Records from a collection:
++++++++++

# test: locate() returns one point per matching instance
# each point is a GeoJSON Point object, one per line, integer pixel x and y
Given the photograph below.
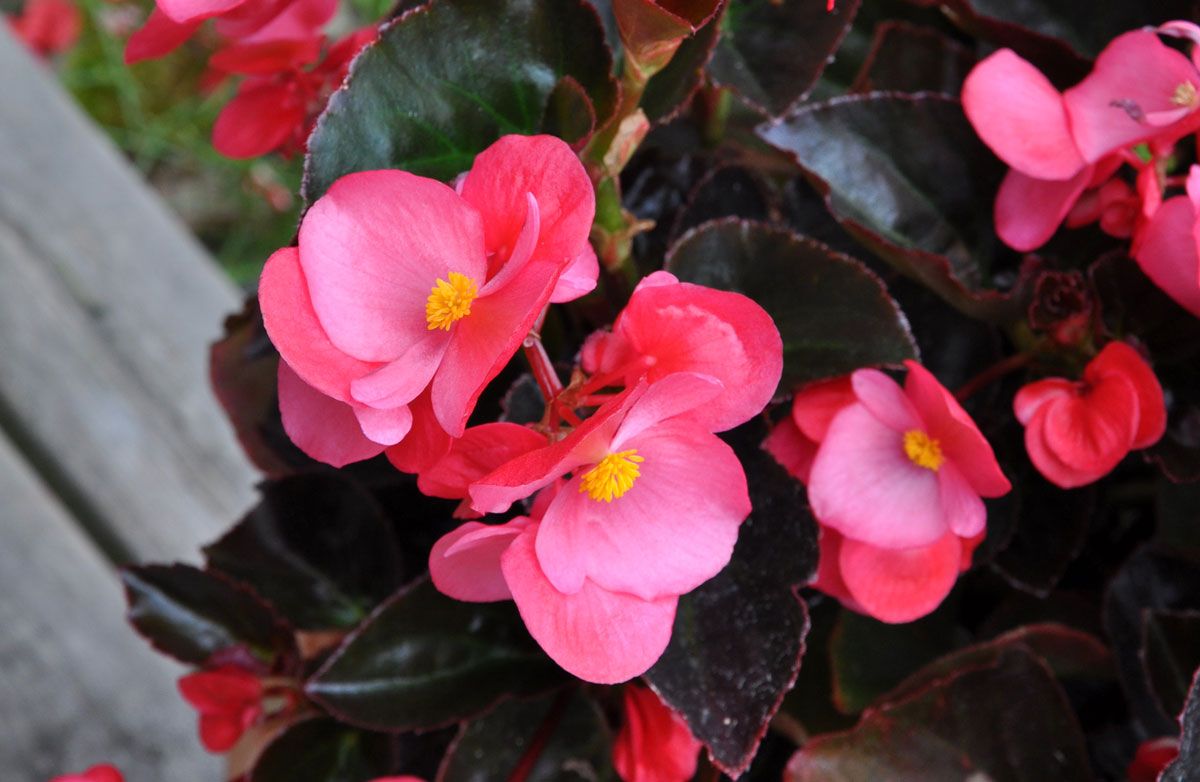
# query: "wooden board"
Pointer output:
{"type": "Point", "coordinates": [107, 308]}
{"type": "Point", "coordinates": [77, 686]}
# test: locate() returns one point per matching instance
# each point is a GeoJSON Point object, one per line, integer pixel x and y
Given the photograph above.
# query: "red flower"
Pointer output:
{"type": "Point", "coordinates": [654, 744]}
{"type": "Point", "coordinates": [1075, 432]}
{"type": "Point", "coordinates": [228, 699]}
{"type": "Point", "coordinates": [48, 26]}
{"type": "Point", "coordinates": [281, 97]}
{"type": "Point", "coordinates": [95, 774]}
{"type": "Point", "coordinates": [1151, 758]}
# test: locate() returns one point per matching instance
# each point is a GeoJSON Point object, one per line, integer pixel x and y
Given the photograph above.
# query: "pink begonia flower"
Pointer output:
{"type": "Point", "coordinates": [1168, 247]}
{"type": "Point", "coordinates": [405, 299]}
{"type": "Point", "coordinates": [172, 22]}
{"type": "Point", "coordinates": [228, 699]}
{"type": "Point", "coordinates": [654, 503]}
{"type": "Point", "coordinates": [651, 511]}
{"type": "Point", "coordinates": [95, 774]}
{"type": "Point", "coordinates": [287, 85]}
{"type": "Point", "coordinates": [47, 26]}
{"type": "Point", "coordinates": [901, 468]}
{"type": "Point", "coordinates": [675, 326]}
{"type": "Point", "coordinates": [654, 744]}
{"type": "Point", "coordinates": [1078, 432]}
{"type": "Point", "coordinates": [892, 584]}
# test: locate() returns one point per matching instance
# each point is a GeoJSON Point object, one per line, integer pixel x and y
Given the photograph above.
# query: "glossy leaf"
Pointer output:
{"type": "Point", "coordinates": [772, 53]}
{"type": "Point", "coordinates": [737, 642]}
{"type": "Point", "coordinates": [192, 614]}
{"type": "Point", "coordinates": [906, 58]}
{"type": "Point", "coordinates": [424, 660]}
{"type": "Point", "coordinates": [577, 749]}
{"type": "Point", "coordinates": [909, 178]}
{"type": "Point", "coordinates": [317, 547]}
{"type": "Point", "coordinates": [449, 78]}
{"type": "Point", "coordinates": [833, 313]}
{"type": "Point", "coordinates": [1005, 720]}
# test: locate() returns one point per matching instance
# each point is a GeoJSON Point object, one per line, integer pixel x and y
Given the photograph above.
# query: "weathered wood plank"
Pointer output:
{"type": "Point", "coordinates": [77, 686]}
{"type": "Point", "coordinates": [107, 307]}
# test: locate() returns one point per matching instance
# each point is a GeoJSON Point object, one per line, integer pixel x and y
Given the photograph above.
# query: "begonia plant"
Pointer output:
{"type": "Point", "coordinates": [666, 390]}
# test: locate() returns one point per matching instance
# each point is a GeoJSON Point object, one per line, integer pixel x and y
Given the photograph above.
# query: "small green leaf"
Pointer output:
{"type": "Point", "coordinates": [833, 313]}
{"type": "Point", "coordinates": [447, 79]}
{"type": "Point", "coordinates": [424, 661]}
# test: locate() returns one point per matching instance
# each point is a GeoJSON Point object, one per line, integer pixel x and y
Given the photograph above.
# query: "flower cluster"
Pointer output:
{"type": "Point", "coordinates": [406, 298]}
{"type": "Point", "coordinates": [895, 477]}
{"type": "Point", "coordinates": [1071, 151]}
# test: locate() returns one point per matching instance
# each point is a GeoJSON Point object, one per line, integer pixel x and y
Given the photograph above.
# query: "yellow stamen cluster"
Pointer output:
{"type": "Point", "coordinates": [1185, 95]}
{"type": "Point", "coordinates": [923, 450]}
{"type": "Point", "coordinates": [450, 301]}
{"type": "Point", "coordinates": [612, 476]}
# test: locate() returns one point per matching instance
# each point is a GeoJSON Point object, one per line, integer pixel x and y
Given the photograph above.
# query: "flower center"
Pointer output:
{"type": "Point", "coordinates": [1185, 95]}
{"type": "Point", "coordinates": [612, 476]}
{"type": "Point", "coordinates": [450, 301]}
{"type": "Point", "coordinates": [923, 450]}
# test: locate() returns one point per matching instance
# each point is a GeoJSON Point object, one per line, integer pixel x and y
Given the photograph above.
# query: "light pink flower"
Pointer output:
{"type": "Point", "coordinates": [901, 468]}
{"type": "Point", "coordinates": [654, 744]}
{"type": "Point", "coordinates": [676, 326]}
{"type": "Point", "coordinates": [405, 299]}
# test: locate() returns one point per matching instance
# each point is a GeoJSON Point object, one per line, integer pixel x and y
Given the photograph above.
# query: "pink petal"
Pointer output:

++++++++++

> GIVEN PROBLEM
Gather every line of the entries above that contains the string "leaf", matching case exactly.

> RESULT OF THIS EXERCISE
# query: "glossy leaf"
# query: "small green leaf"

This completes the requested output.